▸ **Stored items**:
*** Block opens ***

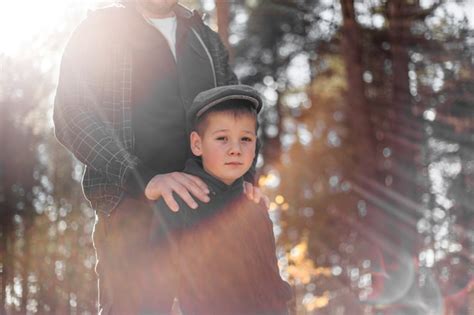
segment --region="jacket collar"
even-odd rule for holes
[[[155,40],[161,34],[150,25],[145,18],[136,10],[133,1],[122,3],[127,9],[128,19],[126,22],[127,41],[136,49],[155,48],[159,41]],[[195,21],[195,11],[191,11],[181,4],[176,4],[174,12],[177,18],[176,43],[177,46],[186,37],[187,29]]]
[[[137,11],[136,3],[133,0],[123,0],[120,4],[129,10]],[[177,3],[174,6],[173,11],[178,18],[184,19],[191,19],[195,14],[197,14],[195,10],[188,9],[181,3]]]
[[[188,159],[186,161],[184,172],[202,178],[204,182],[208,185],[211,193],[213,194],[219,194],[219,193],[225,193],[225,192],[243,193],[243,190],[244,190],[243,177],[238,178],[231,185],[227,185],[226,183],[220,181],[219,179],[207,173],[202,166],[201,159],[199,158]]]

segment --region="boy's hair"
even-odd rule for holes
[[[207,119],[210,114],[212,113],[228,113],[235,118],[241,116],[249,116],[255,119],[255,131],[258,128],[258,121],[257,121],[257,111],[255,110],[255,106],[250,104],[248,101],[242,100],[227,100],[223,101],[213,107],[209,108],[205,111],[201,116],[196,119],[196,123],[194,125],[194,131],[196,131],[199,135],[203,135],[207,128]]]

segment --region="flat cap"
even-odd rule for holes
[[[196,120],[210,108],[229,100],[239,100],[250,104],[260,112],[263,106],[260,93],[248,85],[224,85],[199,93],[186,113],[189,130],[194,128]]]

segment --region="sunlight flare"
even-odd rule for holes
[[[38,37],[61,30],[68,11],[95,0],[4,0],[0,2],[0,55],[15,56]]]

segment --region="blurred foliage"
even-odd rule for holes
[[[186,5],[222,27],[213,1]],[[95,312],[94,212],[50,122],[85,6],[17,55],[0,52],[0,313]],[[259,183],[295,312],[474,314],[474,37],[462,2],[221,8],[236,73],[266,99]]]
[[[473,33],[457,5],[235,4],[298,313],[474,311]]]
[[[50,120],[59,58],[82,9],[63,12],[66,25],[24,39],[15,54],[0,53],[2,314],[95,309],[94,213],[82,197],[82,166]]]

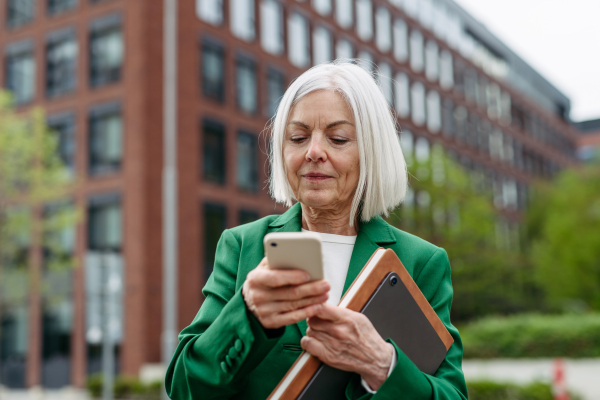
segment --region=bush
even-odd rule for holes
[[[600,357],[600,314],[488,317],[460,330],[465,358]]]
[[[96,374],[88,378],[87,389],[94,398],[102,397],[102,375]],[[144,384],[136,378],[119,376],[115,379],[115,399],[159,400],[162,382]]]

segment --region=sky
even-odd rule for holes
[[[571,99],[600,118],[600,0],[454,0]]]

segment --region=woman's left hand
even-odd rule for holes
[[[360,374],[373,390],[387,379],[396,351],[363,314],[330,304],[308,319],[302,348],[334,368]]]

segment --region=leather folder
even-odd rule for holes
[[[427,374],[434,374],[454,339],[391,249],[379,248],[344,297],[340,307],[365,314],[384,339],[394,343]],[[345,399],[353,373],[323,364],[303,352],[269,400]]]

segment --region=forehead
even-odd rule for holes
[[[333,90],[317,90],[301,98],[290,111],[288,120],[324,118],[345,119],[354,123],[354,113],[341,94]]]

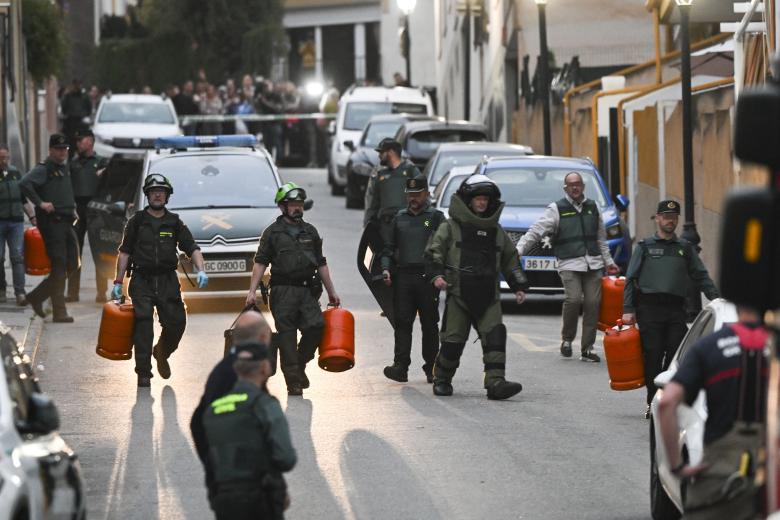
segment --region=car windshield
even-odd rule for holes
[[[363,141],[360,144],[373,148],[378,145],[379,141],[385,137],[393,137],[399,128],[401,128],[401,121],[371,123],[368,128],[366,128],[366,133],[363,136]]]
[[[487,136],[485,136],[483,132],[478,130],[458,130],[452,128],[424,130],[422,132],[415,132],[409,137],[406,144],[406,151],[412,157],[429,159],[436,153],[436,150],[442,143],[484,141],[486,137]]]
[[[176,119],[167,103],[109,102],[100,109],[98,123],[172,125]]]
[[[460,183],[463,182],[463,179],[465,179],[466,177],[468,177],[468,175],[456,175],[447,182],[447,185],[442,190],[437,190],[441,194],[436,199],[437,205],[439,207],[442,208],[450,207],[450,199],[452,198],[453,194],[455,194],[455,192],[458,191],[458,188],[460,187]]]
[[[380,102],[360,102],[353,101],[347,103],[347,110],[344,114],[345,130],[363,130],[368,120],[374,116],[382,114],[426,114],[428,109],[425,105],[416,103],[389,103]]]
[[[252,155],[173,155],[155,162],[173,184],[172,211],[184,208],[274,207],[279,187],[268,161]]]
[[[547,206],[564,196],[563,179],[577,172],[585,182],[585,196],[600,208],[607,206],[601,185],[592,170],[576,168],[550,169],[542,166],[526,168],[500,168],[488,170],[487,176],[501,188],[501,198],[507,206]]]
[[[431,167],[431,171],[427,173],[428,182],[433,184],[439,184],[442,178],[447,175],[455,166],[476,166],[484,157],[490,157],[494,155],[509,156],[509,155],[526,155],[523,151],[517,151],[515,149],[496,150],[492,149],[479,149],[477,147],[469,148],[460,152],[440,152],[436,158],[436,164]]]

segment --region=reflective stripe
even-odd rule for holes
[[[247,394],[228,394],[211,403],[214,415],[235,412],[236,403],[243,403],[249,399]]]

*** Block closes ***

▸ **Exercise brief**: Every record must be copied exactly, with the pictures left out.

▸ **Finished task**:
segment --region="jacket collar"
even-odd rule for holes
[[[155,40],[161,34],[150,25],[145,18],[136,10],[133,1],[122,3],[127,9],[128,19],[126,22],[127,41],[136,49],[155,48],[159,41]],[[195,21],[195,11],[191,11],[181,4],[176,4],[174,12],[177,18],[176,43],[177,46],[186,37],[187,29]]]
[[[137,11],[136,3],[133,0],[123,0],[120,4],[129,10]],[[177,3],[174,6],[173,11],[178,18],[184,19],[191,19],[195,14],[197,14],[195,10],[188,9],[181,3]]]
[[[188,159],[186,161],[184,172],[202,178],[204,182],[208,185],[211,193],[213,194],[219,194],[219,193],[225,193],[225,192],[243,193],[243,190],[244,190],[243,177],[238,178],[231,185],[227,185],[226,183],[220,181],[219,179],[207,173],[202,166],[201,159],[199,158]]]

segment --region="boy's hair"
even-odd rule for holes
[[[207,119],[210,114],[212,113],[228,113],[235,118],[241,116],[249,116],[255,119],[255,131],[258,128],[258,121],[257,121],[257,111],[255,110],[255,106],[250,104],[248,101],[242,100],[227,100],[223,101],[213,107],[209,108],[205,111],[201,116],[196,119],[196,123],[194,125],[194,131],[196,131],[199,135],[203,135],[207,128]]]

segment --region="flat cap"
even-odd rule for holes
[[[196,120],[210,108],[229,100],[239,100],[250,104],[260,112],[263,106],[260,93],[248,85],[224,85],[199,93],[186,113],[189,130],[194,128]]]

segment --region="sunlight flare"
even-odd rule for holes
[[[38,37],[61,30],[68,11],[95,0],[4,0],[0,2],[0,55],[15,56]]]

segment --region="blurred foliage"
even-odd rule for holes
[[[186,5],[222,27],[213,1]],[[95,312],[94,212],[50,122],[85,6],[17,55],[0,52],[0,313]],[[259,183],[295,312],[474,314],[474,37],[462,2],[221,8],[236,73],[266,99]]]
[[[473,33],[457,5],[235,4],[298,313],[474,311]]]
[[[50,120],[59,58],[82,9],[63,12],[66,25],[24,39],[15,54],[0,53],[2,314],[95,309],[94,213],[82,197],[82,166]]]

segment --region=bush
even-odd rule for holes
[[[600,357],[600,314],[488,317],[460,330],[465,358]]]
[[[96,374],[88,378],[87,389],[94,398],[102,397],[102,375]],[[144,384],[136,378],[119,376],[115,379],[115,399],[159,400],[162,382]]]

segment --region=sky
even-odd rule for holes
[[[571,99],[600,118],[600,0],[454,0]]]

segment --region=woman's left hand
even-odd rule for holes
[[[360,374],[373,390],[387,379],[396,351],[363,314],[330,304],[308,319],[302,348],[334,368]]]

segment --region=leather folder
even-odd rule for holes
[[[427,374],[434,374],[454,339],[391,249],[379,248],[344,297],[340,307],[365,314],[384,339],[394,343]],[[345,399],[353,373],[323,364],[303,352],[269,400]]]

segment --region=forehead
even-odd rule for holes
[[[333,90],[317,90],[301,98],[290,111],[288,120],[324,118],[345,119],[354,123],[354,113],[341,94]]]

segment --region=car windshield
even-odd rule for holes
[[[363,141],[360,144],[373,148],[378,145],[379,141],[385,137],[393,137],[399,128],[401,128],[401,121],[371,123],[368,128],[366,128],[366,133],[363,136]]]
[[[487,136],[485,136],[483,132],[478,130],[458,130],[452,128],[424,130],[422,132],[415,132],[409,137],[406,144],[406,151],[412,157],[429,159],[436,153],[436,150],[442,143],[484,141],[486,137]]]
[[[176,119],[167,103],[109,102],[100,109],[98,123],[172,125]]]
[[[460,183],[463,182],[463,179],[465,179],[466,177],[468,177],[468,175],[456,175],[447,182],[447,185],[442,190],[437,190],[441,194],[436,199],[437,205],[439,207],[442,208],[450,207],[450,199],[452,198],[453,194],[455,194],[455,192],[458,191],[458,188],[460,187]]]
[[[380,102],[360,102],[353,101],[347,103],[347,110],[344,114],[345,130],[363,130],[368,120],[374,116],[382,114],[426,114],[428,109],[425,105],[416,103],[389,103]]]
[[[252,155],[173,155],[155,162],[173,184],[172,211],[184,208],[274,207],[279,187],[268,161]]]
[[[547,206],[564,196],[563,179],[577,172],[585,182],[585,196],[600,208],[607,206],[601,185],[592,170],[576,168],[550,169],[542,166],[526,168],[500,168],[488,170],[487,176],[501,188],[501,198],[507,206]]]
[[[431,167],[431,171],[427,173],[428,182],[433,184],[439,184],[442,178],[447,175],[455,166],[476,166],[484,157],[490,157],[494,155],[509,156],[509,155],[526,155],[523,151],[517,151],[515,149],[496,150],[492,149],[479,149],[477,147],[469,148],[460,152],[440,152],[436,158],[436,164]]]

segment --region=reflective stripe
even-odd rule for holes
[[[247,394],[228,394],[211,403],[214,415],[235,412],[236,403],[243,403],[249,399]]]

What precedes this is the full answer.